SET EXERCISE A
Extract the passage of the interview starting at "Jeffrey: Exactly. I" and ending at "sell it again.".

##### DOCUMENT TEXT #####

Jeffrey: Staying busy, that's tough. Right now, the last month or so, it's been really lean. The phone has hardly rung at all. Up until that point it was pretty good. You just squirrel some money away. About all I can do is when the phone rings, you go.
John: Sure. Sure. Do you continue to advertise?
Jeffrey: I don't do any advertising per se much. My website is my primary arm, that plus referrals and things like that. I've always thought the Yellow Pages were just a big, black hole that you throw money down for my business anyway. I just don't see the logic in the shotgun approach to advertising.
John: Right. In Easton you have a local newspaper. Maybe something like a radiant rescue [laughs] advertisement or something like that might be helpful.
Jeffrey: We have a little thing called "The Irregular" that runs around town every month. It's a local newspaper. It's just for Easton and the surrounding burbs. I've done some advertising in that. Any advertising is mostly web based, I guess. More and more it would seem to make sense. That's where to put the money.
John: Sure. What kinds of things have you stopped spending money on, let's say? Obviously, with the revenues coming in, you've got to cut back somewhere. What kind of things have you cut back on?
Jeffrey: Unfortunately, I haven't cut back on eating.
John: If you've been in the office all day, what else can you do, right?
Jeffrey: Exactly. I just spend money where I have to, John. I don't go out and spend a lot on stuff. I just buy what I need. There used to be the time when I'd buy a lot of stuff for stock. You'd always get a better buy if you buy 100 instead of 30 of something when money was good and you were busy.
But now, when you go to the supply house, I just buy what I need. I don't spend a lot of money at the supply house even keeping inventory.
John: Sure. Inventory costs because you've got to buy, you've got to store it, and then ultimately you hope you sell it again.
Jeffrey: Yeah, but as slow as things are now, I just don't inventory much at all anymore.
John: In the emergency service stuff, it being in the middle of winter, you would think that there'd be plenty of things breaking down. Even that's drying up a little bit it sounds like.
Jeffrey: You always get the service calls, but the boiler replacements aren't done this time of the year for the most part anyway. Usually if it's a boiler replacement this time of year, you get whatever you can, you get it put in, and you get it back on. You don't really have a chance to make an intelligent decision about what it is you want to buy, as a homeowner that is.
John: That it's an emergency and you need heat, sure. Going back to the fall, before the heating season started and the economy started to tank a little bit, were you finding that customers were calling and inquiring about boiler upgrades?
Jeffrey: Yeah. I did some in the fall. They were mostly for existing accounts that had stuff that needed to be replaced and a couple of referrals. I've done more oil to gas than anything, especially with the high efficiency boilers now.
John: Are people balking at the price of the high efficiency boilers? Or is it something they view as an investment?
Jeffrey: Yes and yes.

##### EXERCISE INPUT #####

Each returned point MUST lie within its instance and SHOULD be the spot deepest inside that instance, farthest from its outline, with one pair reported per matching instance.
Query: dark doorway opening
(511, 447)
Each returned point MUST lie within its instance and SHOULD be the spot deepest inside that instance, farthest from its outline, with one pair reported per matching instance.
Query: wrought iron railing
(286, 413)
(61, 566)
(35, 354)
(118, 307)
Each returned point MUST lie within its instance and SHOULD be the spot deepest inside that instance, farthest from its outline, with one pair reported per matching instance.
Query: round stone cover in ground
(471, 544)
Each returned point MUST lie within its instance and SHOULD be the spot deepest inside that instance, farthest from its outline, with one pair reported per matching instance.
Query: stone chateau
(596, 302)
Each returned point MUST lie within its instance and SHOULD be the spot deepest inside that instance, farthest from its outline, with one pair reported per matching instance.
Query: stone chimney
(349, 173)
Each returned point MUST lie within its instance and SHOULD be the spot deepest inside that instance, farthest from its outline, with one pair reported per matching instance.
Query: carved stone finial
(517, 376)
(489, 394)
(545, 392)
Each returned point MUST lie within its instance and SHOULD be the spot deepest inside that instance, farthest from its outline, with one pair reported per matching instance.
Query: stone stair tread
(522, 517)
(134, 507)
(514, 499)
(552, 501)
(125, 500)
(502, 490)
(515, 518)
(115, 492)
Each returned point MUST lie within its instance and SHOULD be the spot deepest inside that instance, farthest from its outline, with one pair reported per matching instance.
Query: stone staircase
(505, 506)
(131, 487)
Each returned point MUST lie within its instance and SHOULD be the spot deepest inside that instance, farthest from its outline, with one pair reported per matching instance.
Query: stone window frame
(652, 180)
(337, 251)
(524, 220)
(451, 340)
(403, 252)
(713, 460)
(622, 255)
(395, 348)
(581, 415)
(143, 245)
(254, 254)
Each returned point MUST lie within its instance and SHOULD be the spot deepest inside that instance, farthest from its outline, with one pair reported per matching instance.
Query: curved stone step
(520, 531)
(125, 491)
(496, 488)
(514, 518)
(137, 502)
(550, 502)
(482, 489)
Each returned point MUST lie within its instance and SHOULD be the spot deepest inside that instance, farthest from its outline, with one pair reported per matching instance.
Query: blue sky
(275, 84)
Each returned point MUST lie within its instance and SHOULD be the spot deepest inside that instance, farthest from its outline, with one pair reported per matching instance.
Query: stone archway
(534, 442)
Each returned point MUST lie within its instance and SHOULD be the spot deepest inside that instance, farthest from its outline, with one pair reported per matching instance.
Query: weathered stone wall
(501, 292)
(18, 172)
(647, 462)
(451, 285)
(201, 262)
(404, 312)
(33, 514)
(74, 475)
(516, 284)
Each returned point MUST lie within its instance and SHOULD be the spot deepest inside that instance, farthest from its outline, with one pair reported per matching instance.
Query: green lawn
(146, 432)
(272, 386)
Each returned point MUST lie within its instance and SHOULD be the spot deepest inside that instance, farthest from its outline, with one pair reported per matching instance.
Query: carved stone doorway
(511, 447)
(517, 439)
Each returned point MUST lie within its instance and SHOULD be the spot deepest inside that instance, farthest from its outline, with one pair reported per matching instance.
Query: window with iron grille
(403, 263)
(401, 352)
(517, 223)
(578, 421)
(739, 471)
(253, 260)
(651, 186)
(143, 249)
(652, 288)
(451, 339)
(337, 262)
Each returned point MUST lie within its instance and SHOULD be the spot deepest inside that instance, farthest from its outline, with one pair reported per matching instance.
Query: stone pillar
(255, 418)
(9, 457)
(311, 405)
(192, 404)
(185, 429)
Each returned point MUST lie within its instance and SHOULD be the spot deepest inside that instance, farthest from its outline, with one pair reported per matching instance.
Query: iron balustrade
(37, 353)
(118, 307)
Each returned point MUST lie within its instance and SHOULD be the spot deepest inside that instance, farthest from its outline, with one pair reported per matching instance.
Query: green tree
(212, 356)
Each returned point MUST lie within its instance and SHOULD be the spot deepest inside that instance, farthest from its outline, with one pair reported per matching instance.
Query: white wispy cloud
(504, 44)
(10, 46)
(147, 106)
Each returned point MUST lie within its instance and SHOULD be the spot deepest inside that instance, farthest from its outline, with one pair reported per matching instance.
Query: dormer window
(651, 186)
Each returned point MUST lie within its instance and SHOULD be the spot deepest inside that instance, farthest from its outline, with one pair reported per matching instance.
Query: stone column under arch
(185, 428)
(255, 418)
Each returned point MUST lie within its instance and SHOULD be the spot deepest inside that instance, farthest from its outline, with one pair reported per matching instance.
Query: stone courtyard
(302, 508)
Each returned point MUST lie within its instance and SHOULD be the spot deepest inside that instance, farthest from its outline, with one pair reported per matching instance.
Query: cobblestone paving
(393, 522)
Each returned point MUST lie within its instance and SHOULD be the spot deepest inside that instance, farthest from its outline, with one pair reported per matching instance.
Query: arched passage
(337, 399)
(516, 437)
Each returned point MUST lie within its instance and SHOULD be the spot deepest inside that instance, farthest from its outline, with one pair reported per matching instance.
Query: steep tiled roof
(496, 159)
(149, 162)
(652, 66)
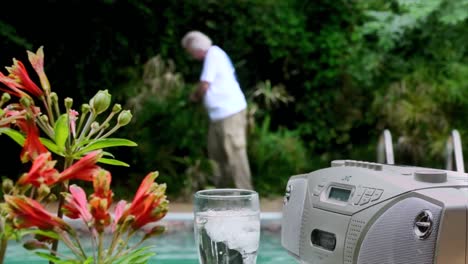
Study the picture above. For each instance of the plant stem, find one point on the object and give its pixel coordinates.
(3, 241)
(63, 188)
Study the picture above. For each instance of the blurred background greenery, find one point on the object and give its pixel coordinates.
(323, 78)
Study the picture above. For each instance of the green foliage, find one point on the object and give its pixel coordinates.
(418, 68)
(274, 157)
(171, 132)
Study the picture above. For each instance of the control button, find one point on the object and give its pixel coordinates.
(376, 195)
(360, 191)
(356, 199)
(364, 200)
(370, 191)
(318, 189)
(431, 176)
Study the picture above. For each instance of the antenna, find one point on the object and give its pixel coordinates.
(385, 148)
(454, 148)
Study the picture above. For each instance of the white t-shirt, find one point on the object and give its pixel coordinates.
(224, 96)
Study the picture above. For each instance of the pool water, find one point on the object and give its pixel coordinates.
(177, 245)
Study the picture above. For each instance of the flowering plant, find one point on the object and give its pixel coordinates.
(31, 115)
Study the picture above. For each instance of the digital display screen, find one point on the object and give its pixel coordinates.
(323, 239)
(339, 194)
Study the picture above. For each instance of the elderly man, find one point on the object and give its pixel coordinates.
(226, 106)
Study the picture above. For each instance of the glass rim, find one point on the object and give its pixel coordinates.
(223, 193)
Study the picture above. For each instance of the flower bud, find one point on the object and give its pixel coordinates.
(95, 125)
(68, 103)
(116, 108)
(52, 198)
(100, 102)
(7, 185)
(124, 118)
(43, 190)
(25, 101)
(54, 97)
(45, 118)
(6, 97)
(85, 108)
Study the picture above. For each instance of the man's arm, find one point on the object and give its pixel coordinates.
(198, 94)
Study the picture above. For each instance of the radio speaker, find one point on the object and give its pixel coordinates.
(405, 233)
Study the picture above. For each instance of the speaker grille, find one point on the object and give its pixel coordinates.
(354, 231)
(392, 239)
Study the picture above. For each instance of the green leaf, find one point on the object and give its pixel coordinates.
(138, 256)
(50, 145)
(49, 234)
(13, 134)
(113, 162)
(106, 143)
(61, 130)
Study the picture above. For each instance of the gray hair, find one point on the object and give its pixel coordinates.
(196, 40)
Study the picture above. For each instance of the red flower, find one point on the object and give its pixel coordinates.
(76, 204)
(14, 88)
(84, 169)
(32, 145)
(101, 200)
(26, 212)
(118, 212)
(149, 204)
(21, 76)
(42, 171)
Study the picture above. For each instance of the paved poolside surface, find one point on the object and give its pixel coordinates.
(266, 205)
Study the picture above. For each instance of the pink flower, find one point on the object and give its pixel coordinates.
(76, 204)
(19, 73)
(149, 204)
(73, 116)
(101, 200)
(42, 171)
(15, 89)
(84, 169)
(27, 212)
(118, 212)
(37, 62)
(32, 145)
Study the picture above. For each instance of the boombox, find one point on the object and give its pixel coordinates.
(357, 212)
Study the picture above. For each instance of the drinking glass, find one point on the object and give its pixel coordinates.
(227, 226)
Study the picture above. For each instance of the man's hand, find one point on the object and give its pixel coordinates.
(198, 94)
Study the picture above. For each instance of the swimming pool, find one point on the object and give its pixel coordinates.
(177, 245)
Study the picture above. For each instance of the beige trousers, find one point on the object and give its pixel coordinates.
(227, 146)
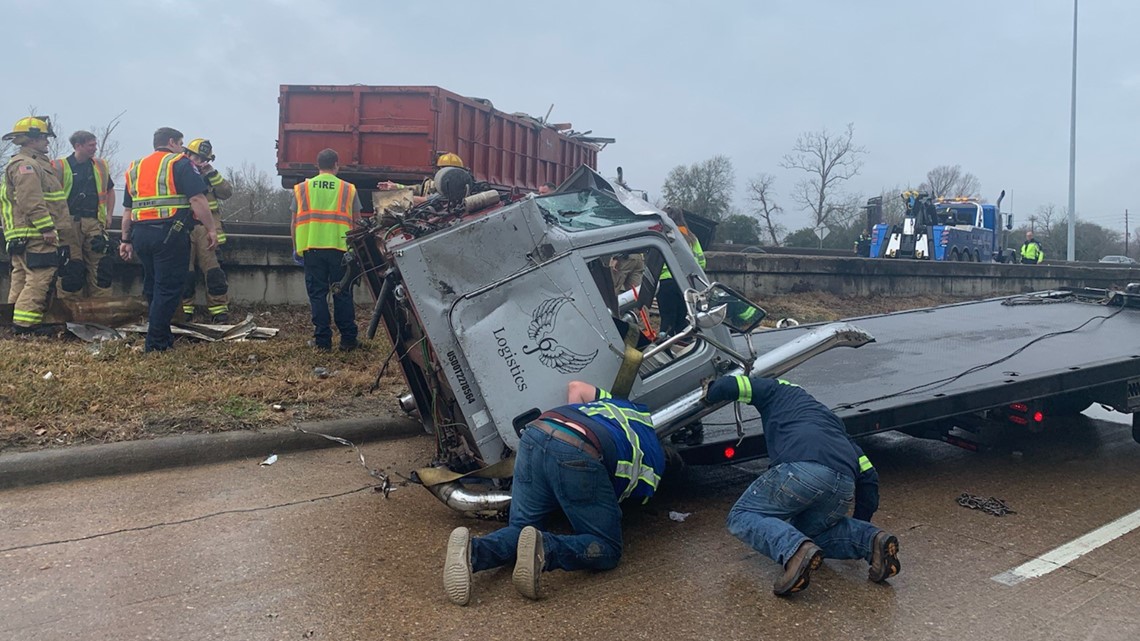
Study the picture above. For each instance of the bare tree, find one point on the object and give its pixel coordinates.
(951, 181)
(829, 160)
(762, 194)
(257, 197)
(703, 187)
(108, 147)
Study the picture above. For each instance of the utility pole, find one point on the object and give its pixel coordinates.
(1072, 230)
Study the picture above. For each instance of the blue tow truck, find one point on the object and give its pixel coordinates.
(955, 229)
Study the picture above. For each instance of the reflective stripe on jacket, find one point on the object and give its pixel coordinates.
(102, 181)
(324, 213)
(151, 184)
(693, 244)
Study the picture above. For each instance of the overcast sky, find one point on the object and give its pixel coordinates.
(983, 83)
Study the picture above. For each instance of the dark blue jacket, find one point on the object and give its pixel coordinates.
(799, 429)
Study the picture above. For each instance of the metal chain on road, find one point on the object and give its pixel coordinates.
(992, 505)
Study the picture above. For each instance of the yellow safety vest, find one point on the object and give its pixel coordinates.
(102, 181)
(324, 213)
(151, 184)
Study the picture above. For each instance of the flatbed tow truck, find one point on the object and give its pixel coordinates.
(495, 300)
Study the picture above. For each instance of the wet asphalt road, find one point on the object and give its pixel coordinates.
(306, 550)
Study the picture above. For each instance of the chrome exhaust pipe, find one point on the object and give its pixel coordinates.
(690, 407)
(475, 503)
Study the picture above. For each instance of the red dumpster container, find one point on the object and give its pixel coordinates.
(396, 134)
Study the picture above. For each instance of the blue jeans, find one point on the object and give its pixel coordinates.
(163, 277)
(794, 502)
(322, 269)
(550, 475)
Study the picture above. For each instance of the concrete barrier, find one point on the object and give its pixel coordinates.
(759, 275)
(261, 272)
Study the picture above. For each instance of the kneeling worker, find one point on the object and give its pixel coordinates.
(795, 512)
(584, 457)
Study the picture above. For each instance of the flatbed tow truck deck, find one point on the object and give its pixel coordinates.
(938, 364)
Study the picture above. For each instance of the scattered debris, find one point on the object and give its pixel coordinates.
(992, 505)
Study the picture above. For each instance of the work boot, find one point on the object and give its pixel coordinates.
(457, 567)
(798, 569)
(884, 558)
(529, 562)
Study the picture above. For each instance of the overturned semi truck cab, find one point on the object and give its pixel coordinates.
(494, 301)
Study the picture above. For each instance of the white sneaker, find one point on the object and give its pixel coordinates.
(457, 567)
(528, 566)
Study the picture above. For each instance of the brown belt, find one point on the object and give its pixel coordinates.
(577, 440)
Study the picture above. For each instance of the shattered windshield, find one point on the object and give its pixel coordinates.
(584, 210)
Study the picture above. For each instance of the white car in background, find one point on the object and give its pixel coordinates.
(1118, 260)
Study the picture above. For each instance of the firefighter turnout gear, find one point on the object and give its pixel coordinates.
(204, 260)
(31, 126)
(92, 252)
(37, 227)
(449, 160)
(201, 147)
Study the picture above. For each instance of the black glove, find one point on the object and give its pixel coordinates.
(16, 246)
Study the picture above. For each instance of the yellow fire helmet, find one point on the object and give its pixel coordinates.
(449, 160)
(200, 147)
(31, 126)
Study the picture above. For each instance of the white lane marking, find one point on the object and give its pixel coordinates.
(1071, 551)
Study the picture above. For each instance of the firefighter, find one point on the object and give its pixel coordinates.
(423, 191)
(38, 229)
(584, 457)
(795, 512)
(670, 300)
(163, 193)
(324, 210)
(1031, 251)
(201, 153)
(91, 202)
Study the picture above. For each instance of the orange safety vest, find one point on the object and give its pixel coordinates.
(151, 184)
(324, 213)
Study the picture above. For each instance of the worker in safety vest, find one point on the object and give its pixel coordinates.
(38, 230)
(423, 191)
(201, 153)
(1031, 251)
(91, 202)
(584, 457)
(325, 209)
(670, 299)
(814, 476)
(164, 192)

#####

SET EXERCISE B
Shift the coordinates in the listing by adding 102 to every number, and rewrite only the lines starting at the one that contains "the firefighter turnout" and ending at the last line of the listing, keeping all the text lines as they are.

FINAL ANSWER A
Jeffrey: Exactly. I just spend money where I have to, John. I don't go out and spend a lot on stuff. I just buy what I need. There used to be the time when I'd buy a lot of stuff for stock. You'd always get a better buy if you buy 100 instead of 30 of something when money was good and you were busy.
But now, when you go to the supply house, I just buy what I need. I don't spend a lot of money at the supply house even keeping inventory.
John: Sure. Inventory costs because you've got to buy, you've got to store it, and then ultimately you hope you sell it again.

FINAL ANSWER B
Study the picture above. For each instance of the firefighter turnout gear, find one point on the object and give its pixel coordinates.
(306, 362)
(133, 228)
(194, 354)
(139, 329)
(551, 262)
(303, 249)
Study the picture above. For each instance of the black glove, find one point on the object and give its pixel coordinates.
(118, 348)
Study the picture above. For each instance of the yellow fire helmet, find one point on the object and give its pixel coordinates.
(551, 262)
(302, 249)
(133, 228)
Study the picture above. For each instance of the white lane marking, find one point on the object and give its pixel coordinates.
(1173, 653)
Study the picture above. For each instance of the firefighter, find one point on the object and give its pixel coordinates.
(525, 293)
(140, 331)
(686, 559)
(897, 614)
(772, 402)
(265, 295)
(426, 312)
(1133, 353)
(303, 255)
(193, 304)
Study the picture above. For each instance of the orange safety vest, find one point on the object and give its pixel coordinates.
(253, 286)
(426, 315)
Study the picture above. For each instance of the worker in safety vest, find one point on the object and give its pixel coordinates.
(140, 332)
(525, 293)
(303, 255)
(1133, 353)
(193, 304)
(686, 559)
(427, 311)
(772, 401)
(916, 578)
(266, 294)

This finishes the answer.